TASK DATA Start Marker

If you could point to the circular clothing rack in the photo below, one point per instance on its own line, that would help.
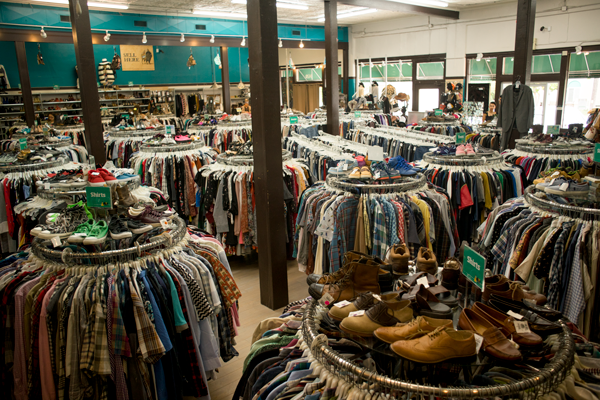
(533, 387)
(67, 256)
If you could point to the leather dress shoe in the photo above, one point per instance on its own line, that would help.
(437, 346)
(506, 325)
(414, 329)
(494, 342)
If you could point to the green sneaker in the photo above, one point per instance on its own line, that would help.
(81, 232)
(97, 234)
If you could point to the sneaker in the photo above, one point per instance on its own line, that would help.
(81, 232)
(569, 189)
(97, 234)
(138, 227)
(95, 178)
(118, 229)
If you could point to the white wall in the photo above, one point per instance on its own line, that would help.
(480, 29)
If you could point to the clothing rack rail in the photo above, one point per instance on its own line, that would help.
(477, 159)
(540, 383)
(71, 258)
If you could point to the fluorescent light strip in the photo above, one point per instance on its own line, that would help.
(434, 3)
(352, 14)
(280, 4)
(90, 4)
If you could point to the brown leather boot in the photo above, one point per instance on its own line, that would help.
(398, 256)
(333, 277)
(360, 278)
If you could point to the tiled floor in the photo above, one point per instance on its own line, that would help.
(251, 313)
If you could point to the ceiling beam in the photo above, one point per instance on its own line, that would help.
(402, 7)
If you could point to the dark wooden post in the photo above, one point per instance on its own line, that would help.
(332, 80)
(524, 40)
(266, 130)
(25, 83)
(88, 81)
(225, 80)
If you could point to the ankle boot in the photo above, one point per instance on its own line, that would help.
(398, 256)
(361, 278)
(125, 197)
(335, 276)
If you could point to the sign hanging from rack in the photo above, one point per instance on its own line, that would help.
(137, 58)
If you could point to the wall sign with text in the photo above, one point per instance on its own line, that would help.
(137, 58)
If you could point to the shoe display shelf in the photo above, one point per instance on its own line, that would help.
(168, 239)
(542, 381)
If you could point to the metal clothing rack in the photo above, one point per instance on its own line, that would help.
(541, 382)
(40, 248)
(554, 149)
(404, 185)
(466, 161)
(563, 209)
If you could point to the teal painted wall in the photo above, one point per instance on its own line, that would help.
(8, 58)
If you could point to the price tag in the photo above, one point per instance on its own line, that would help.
(478, 341)
(342, 304)
(326, 300)
(522, 327)
(357, 313)
(514, 315)
(423, 281)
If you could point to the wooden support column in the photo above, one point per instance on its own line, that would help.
(88, 82)
(25, 83)
(565, 62)
(524, 40)
(266, 130)
(225, 80)
(331, 71)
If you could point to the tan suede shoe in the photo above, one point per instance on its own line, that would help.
(381, 314)
(362, 302)
(437, 346)
(416, 328)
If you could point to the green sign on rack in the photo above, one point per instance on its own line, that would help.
(98, 197)
(553, 130)
(474, 267)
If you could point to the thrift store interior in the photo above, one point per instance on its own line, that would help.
(300, 199)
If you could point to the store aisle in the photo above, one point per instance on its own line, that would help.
(251, 313)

TASK DATA End Marker

Your answer should hold exactly the lines from the one containing "If you could point to the teal" through the end of the entries above, and nothing else.

If you could point to the teal painted wall in the photo above, one point per instance on its own line, that would help.
(8, 58)
If you could point to the price tag in the photo above, one point per instance on its own line, that would help.
(478, 341)
(342, 304)
(326, 300)
(522, 327)
(357, 313)
(514, 315)
(423, 281)
If you could point to the wooden support column in the photo above, one point per instance on its own line, that would help.
(88, 82)
(25, 83)
(565, 62)
(524, 40)
(266, 130)
(225, 80)
(331, 71)
If you could point to the tan suede shoe in the photo above, one point per instance on its own line, that would help.
(381, 314)
(362, 302)
(437, 346)
(416, 328)
If you could point to the green sign on rack in the photo above, one point per instance on its own line, that would help.
(98, 197)
(553, 130)
(474, 267)
If you could point to the thrift store interior in the photo above, one point per instance on its own line, that would help.
(300, 199)
If you could point to the store aisle in the photo above, one point per instance on its own line, that would help.
(251, 313)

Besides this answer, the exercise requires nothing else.